→ **PROBLEM DESCRIPTION**
Repeat the lines below word for word, from the line containing "patch. Return only the coordinates." through the end of the records. Leave the pictures out of your answer.
── INFORMATION SHOWN ──
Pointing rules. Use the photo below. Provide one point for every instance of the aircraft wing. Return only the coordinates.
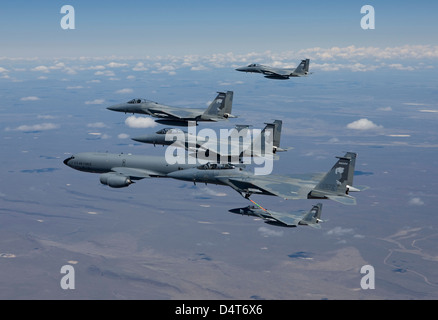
(178, 114)
(276, 73)
(289, 221)
(283, 187)
(135, 174)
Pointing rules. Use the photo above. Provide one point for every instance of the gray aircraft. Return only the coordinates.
(310, 218)
(215, 148)
(219, 109)
(278, 73)
(121, 170)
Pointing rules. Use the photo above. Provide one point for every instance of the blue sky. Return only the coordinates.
(138, 28)
(373, 92)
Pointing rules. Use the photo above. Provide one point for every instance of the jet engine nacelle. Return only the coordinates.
(114, 180)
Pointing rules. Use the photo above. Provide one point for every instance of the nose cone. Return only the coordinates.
(145, 139)
(118, 107)
(67, 160)
(187, 174)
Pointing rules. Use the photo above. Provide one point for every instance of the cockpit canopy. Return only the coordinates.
(216, 166)
(135, 101)
(169, 130)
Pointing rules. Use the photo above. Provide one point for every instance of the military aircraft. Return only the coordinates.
(219, 109)
(310, 218)
(278, 73)
(121, 170)
(213, 148)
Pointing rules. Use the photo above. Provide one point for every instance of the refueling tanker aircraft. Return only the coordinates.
(121, 170)
(219, 109)
(310, 218)
(278, 73)
(220, 148)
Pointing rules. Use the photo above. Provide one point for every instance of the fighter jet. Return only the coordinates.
(121, 170)
(278, 73)
(310, 218)
(219, 109)
(241, 144)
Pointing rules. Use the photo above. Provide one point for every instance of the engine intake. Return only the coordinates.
(115, 180)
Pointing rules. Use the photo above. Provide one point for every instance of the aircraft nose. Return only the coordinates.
(187, 174)
(144, 139)
(117, 107)
(67, 160)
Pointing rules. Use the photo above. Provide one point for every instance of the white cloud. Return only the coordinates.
(107, 73)
(41, 69)
(46, 117)
(97, 125)
(123, 136)
(140, 67)
(363, 124)
(116, 65)
(95, 101)
(416, 202)
(31, 98)
(141, 122)
(36, 127)
(399, 66)
(123, 91)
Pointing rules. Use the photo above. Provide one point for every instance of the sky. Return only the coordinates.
(373, 92)
(139, 28)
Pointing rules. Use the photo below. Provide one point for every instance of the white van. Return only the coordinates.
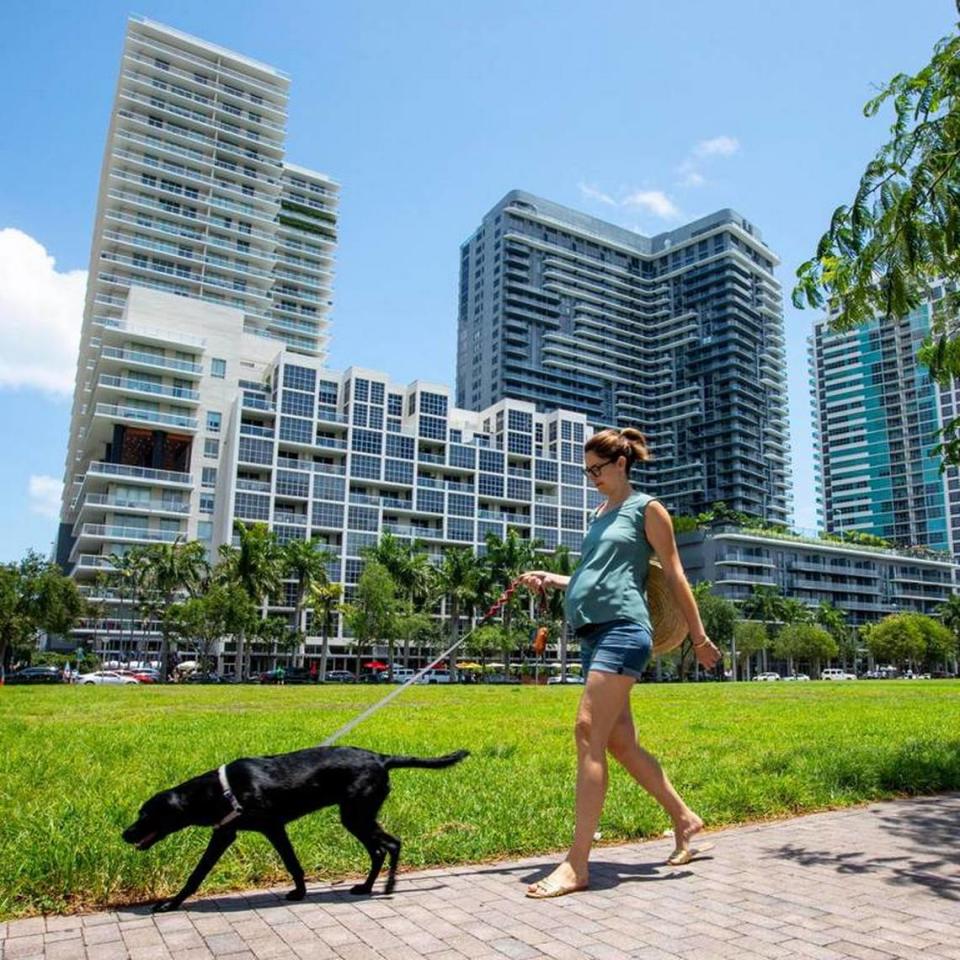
(435, 676)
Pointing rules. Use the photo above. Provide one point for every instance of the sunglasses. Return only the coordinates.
(597, 468)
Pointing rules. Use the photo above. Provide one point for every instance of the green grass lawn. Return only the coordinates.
(76, 763)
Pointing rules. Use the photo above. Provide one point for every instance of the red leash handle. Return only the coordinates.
(540, 638)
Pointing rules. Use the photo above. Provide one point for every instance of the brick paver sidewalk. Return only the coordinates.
(875, 882)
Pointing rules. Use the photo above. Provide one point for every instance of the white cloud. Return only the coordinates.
(717, 147)
(41, 310)
(705, 150)
(691, 177)
(593, 193)
(45, 495)
(653, 201)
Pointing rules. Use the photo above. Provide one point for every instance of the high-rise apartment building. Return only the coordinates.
(876, 413)
(680, 334)
(196, 200)
(202, 392)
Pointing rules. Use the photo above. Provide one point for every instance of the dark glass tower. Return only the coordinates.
(680, 334)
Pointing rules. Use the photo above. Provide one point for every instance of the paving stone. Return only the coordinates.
(857, 884)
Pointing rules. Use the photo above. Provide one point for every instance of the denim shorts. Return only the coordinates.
(619, 646)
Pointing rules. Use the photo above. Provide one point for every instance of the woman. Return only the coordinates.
(606, 605)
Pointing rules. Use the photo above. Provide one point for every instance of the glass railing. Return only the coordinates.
(252, 430)
(151, 359)
(257, 403)
(139, 473)
(297, 519)
(113, 532)
(145, 386)
(253, 486)
(330, 415)
(147, 416)
(128, 503)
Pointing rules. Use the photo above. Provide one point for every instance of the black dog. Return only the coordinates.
(266, 793)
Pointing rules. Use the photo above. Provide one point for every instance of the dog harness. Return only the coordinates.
(236, 809)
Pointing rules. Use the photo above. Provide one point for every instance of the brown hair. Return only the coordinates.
(611, 444)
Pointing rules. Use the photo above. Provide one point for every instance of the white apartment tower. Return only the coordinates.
(196, 200)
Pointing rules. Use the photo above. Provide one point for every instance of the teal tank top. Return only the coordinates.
(610, 581)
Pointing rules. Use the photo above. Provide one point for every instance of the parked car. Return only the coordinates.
(340, 676)
(36, 675)
(290, 675)
(107, 678)
(373, 676)
(198, 677)
(144, 674)
(435, 676)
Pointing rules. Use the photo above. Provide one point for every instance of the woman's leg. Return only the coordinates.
(604, 698)
(646, 770)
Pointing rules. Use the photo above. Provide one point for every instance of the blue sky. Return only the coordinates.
(644, 113)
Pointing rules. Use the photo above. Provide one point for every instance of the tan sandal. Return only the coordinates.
(681, 857)
(546, 889)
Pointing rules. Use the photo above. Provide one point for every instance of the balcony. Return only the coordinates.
(141, 474)
(329, 415)
(253, 402)
(94, 561)
(155, 333)
(294, 519)
(152, 361)
(112, 532)
(132, 385)
(106, 501)
(253, 486)
(136, 415)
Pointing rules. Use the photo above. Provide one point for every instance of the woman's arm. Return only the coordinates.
(539, 580)
(659, 530)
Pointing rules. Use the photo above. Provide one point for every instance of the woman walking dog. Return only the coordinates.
(607, 607)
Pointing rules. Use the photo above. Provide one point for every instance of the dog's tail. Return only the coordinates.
(430, 762)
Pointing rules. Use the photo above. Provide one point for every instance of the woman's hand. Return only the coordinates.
(706, 651)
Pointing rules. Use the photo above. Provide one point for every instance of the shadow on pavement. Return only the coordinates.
(928, 833)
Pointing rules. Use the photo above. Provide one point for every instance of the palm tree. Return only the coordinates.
(950, 615)
(130, 569)
(834, 621)
(255, 565)
(173, 568)
(306, 561)
(765, 604)
(562, 563)
(507, 559)
(458, 579)
(410, 569)
(324, 599)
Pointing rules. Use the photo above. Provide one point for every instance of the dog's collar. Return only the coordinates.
(236, 810)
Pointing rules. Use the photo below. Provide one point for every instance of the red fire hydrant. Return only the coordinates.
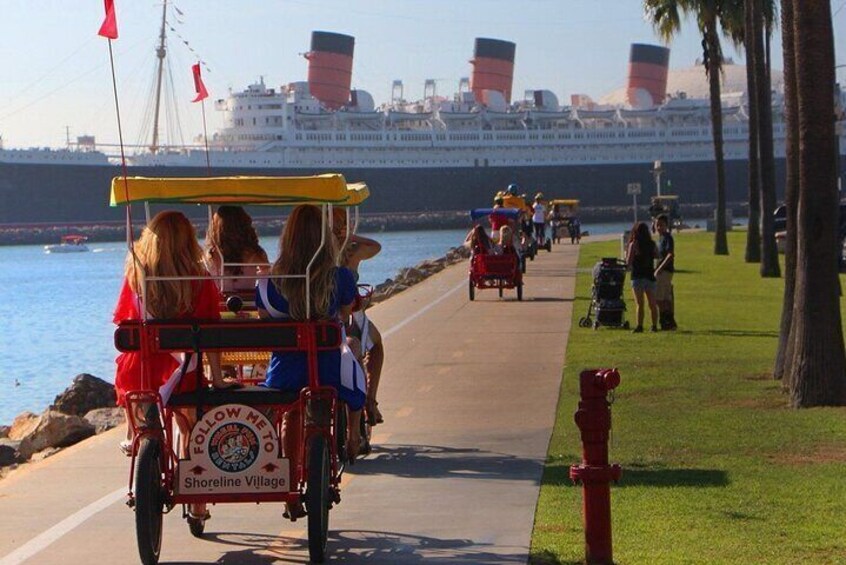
(594, 420)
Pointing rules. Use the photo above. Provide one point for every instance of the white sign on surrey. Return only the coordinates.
(233, 449)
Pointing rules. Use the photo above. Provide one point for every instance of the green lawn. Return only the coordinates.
(716, 468)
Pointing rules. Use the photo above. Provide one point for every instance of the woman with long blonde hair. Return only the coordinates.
(168, 247)
(332, 290)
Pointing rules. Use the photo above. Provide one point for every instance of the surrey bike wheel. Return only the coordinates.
(317, 498)
(149, 500)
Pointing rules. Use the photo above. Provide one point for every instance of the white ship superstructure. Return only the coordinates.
(438, 152)
(290, 127)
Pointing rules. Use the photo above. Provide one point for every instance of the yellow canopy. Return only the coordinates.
(511, 201)
(287, 191)
(564, 202)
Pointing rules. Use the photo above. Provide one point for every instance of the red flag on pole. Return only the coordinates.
(109, 27)
(202, 93)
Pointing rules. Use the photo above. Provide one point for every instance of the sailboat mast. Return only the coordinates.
(160, 53)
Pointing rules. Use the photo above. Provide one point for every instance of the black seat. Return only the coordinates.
(251, 395)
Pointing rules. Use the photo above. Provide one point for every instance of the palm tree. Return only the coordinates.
(818, 361)
(763, 94)
(784, 353)
(739, 29)
(744, 22)
(665, 16)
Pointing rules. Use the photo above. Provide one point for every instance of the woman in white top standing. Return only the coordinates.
(539, 219)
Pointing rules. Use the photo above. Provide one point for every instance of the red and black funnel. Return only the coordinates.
(330, 68)
(648, 68)
(493, 67)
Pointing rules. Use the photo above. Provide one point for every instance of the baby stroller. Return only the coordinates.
(609, 277)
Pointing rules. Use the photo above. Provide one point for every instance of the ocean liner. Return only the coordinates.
(437, 153)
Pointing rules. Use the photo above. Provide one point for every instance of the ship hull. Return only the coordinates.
(68, 193)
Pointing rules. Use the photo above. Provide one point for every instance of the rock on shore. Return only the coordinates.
(86, 393)
(86, 407)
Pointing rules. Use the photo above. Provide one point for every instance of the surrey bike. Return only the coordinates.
(491, 270)
(235, 447)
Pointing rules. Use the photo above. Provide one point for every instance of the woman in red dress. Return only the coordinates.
(168, 247)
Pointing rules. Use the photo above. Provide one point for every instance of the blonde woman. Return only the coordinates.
(230, 239)
(333, 291)
(168, 247)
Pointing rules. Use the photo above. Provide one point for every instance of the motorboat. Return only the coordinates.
(69, 244)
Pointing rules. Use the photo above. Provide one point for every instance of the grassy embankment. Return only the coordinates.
(716, 468)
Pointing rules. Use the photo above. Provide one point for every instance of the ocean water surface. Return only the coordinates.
(56, 309)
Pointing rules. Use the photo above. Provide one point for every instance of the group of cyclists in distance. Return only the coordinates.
(169, 247)
(527, 230)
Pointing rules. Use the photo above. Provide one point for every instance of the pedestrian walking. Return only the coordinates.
(640, 258)
(664, 274)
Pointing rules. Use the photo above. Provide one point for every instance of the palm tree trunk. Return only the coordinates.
(784, 353)
(769, 251)
(819, 362)
(713, 66)
(753, 233)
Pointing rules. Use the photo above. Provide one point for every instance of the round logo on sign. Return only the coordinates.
(233, 447)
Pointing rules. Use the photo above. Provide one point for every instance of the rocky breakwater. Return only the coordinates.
(85, 408)
(410, 276)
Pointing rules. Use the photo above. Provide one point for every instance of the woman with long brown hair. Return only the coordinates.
(640, 258)
(232, 248)
(332, 291)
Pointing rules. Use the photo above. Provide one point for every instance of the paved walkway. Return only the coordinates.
(469, 397)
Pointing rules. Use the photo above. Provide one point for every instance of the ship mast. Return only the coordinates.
(160, 53)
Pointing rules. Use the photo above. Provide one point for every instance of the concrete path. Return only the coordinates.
(469, 395)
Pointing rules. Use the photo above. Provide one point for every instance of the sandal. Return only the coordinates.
(373, 415)
(293, 510)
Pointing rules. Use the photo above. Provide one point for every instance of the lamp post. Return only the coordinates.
(657, 170)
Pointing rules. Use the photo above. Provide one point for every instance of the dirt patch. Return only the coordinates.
(825, 453)
(763, 401)
(759, 377)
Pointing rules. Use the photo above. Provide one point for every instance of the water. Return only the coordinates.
(56, 309)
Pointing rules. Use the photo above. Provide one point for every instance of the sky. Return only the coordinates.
(55, 73)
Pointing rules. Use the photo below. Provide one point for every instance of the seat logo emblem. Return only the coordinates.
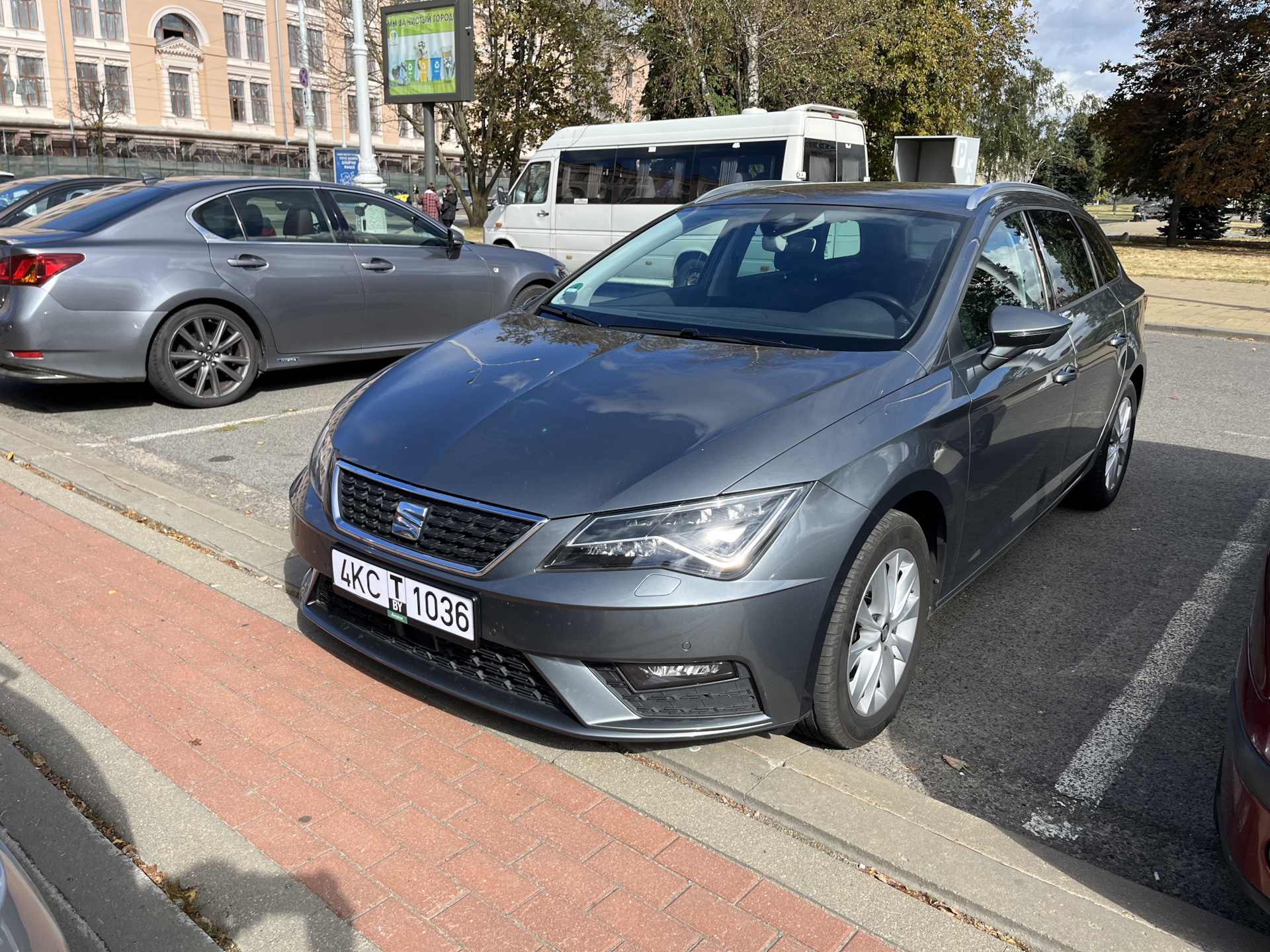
(408, 521)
───
→ **RESULT FOR THIS EXERCISE**
Pointing rules. Use the photo above. Provide one point for every instance of the dirt patch. Return only the coordinates.
(825, 453)
(763, 401)
(759, 377)
Pointing rules. Use the photo above. Provide one point for every instance of the water. Return only the coordinates.
(56, 309)
Pointing rules. Use the photo above. Provide one point for every instance of the sky. Return only the coordinates.
(55, 73)
Pointing rules. Use the photo below. Provide one point for every instance of the seat logo emblem. Return only the coordinates.
(408, 521)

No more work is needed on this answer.